**EXERCISE GOAL**
Select and copy every line of the data below that contains the word "this".

**DATA SHOWN**
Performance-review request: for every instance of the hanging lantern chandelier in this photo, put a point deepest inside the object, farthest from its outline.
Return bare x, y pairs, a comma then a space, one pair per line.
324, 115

...

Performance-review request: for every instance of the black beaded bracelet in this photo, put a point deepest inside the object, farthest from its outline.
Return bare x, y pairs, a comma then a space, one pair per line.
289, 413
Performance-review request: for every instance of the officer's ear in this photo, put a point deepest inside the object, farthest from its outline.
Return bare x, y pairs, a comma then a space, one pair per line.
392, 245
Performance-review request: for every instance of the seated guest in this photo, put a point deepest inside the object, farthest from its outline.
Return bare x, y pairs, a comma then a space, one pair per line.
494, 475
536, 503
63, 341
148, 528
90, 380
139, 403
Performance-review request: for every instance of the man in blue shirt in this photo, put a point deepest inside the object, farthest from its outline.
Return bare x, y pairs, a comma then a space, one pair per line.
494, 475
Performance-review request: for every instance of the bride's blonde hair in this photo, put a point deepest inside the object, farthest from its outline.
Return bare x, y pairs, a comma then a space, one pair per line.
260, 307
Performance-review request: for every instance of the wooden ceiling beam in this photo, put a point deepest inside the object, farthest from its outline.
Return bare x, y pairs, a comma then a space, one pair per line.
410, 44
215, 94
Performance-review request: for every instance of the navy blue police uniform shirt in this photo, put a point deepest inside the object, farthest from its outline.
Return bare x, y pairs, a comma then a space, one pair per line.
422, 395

**TASK OUTPUT**
Performance-review request: for every instance of the hanging lantern chandelier in this photo, put a point deepest inside the object, farthest from its outline.
Performance-review request: for every instance of the black beaded bracelet in this photo, put a point deepest inside the object, farthest from its outline.
Performance-review request: for every instance of the officer's ear in this photo, put a point deepest inside the object, farthest from its outline.
Performance-review request: for every instance of the seated guest in this photo, put a point deepest inside the object, farthest from its outline.
Performance-review request: for every instance of the man in blue shirt in this photo, put a point deepest inside the object, farthest from its outline.
Performance-review request: for every instance of the bride's blonde hair in this photo, put a point deepest inside the object, farthest from its outline.
Performance-review request: for every instance of the wooden ceiling beam in this photo, put a point deepest inside the object, farthest from its outline.
Performance-review request: for every instance of the navy blue police uniform shirt in this photo, put a point deepest inside the object, farthest from its outline.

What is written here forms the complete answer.